**AUFGABEN**.
1. Warum lässt Ramona Ambs laut dem Quelltext wenig Hoffnung, dass sich eine Normalität einstellen wird? Antworte in ein bis drei Sätzen.
2. Gib den Abschnitt aus dem Quelltext wörtlich wieder, beginnend mit „Die Journalistin und“ und weiter bis einschließlich „Jüdischseins konfrontiert sind.“.
3. Beantworte anhand des Quelltexts kurz diese Fragen:
(a) Welche Berufe werden Ramona Ambs zugeschrieben?
(b) Wessen Alltag schildert sie?
(c) Wer ist noch immer mit den Identitätsfragen und -konflikten des Jüdischseins konfrontiert?

**QUELLTEXT**.
Die Journalistin und Autorin Ramona Ambs schildert eindringlich und sehr persönlich den Alltag der Nachgeborenen in Deutschland, die beständige Auseinandersetzung mit Antisemitismus, Ahnungslosigkeit und Desinteresse, aber auch das ambivalente Verhältnis zur jüdischen Gemeinschaft selbst. Und sie lässt wenig Hoffnung, dass sich eine Normalität einstellen wird, sondern berichtet vielmehr davon, dass auch ihre eigenen Kinder noch immer mit den Identitätsfragen und -konflikten des Jüdischseins konfrontiert sind.

**BEREITGESTELLTE DATEN**.
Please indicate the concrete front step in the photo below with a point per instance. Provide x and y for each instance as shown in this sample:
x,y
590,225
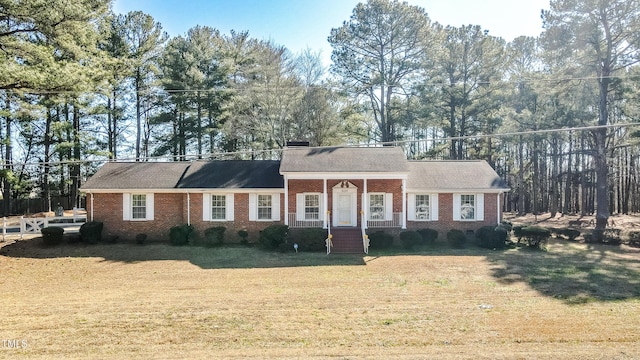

**LÖSUNGEN**.
1. Sie berichtet, dass auch ihre eigenen Kinder noch immer mit den Identitätsfragen und -konflikten des Jüdischseins konfrontiert sind.

2.
Die Journalistin und Autorin Ramona Ambs schildert eindringlich und sehr persönlich den Alltag der Nachgeborenen in Deutschland, die beständige Auseinandersetzung mit Antisemitismus, Ahnungslosigkeit und Desinteresse, aber auch das ambivalente Verhältnis zur jüdischen Gemeinschaft selbst. Und sie lässt wenig Hoffnung, dass sich eine Normalität einstellen wird, sondern berichtet vielmehr davon, dass auch ihre eigenen Kinder noch immer mit den Identitätsfragen und -konflikten des Jüdischseins konfrontiert sind.

3.
(a) Journalistin und Autorin
(b) Den Alltag der Nachgeborenen in Deutschland
(c) Ihre eigenen Kinder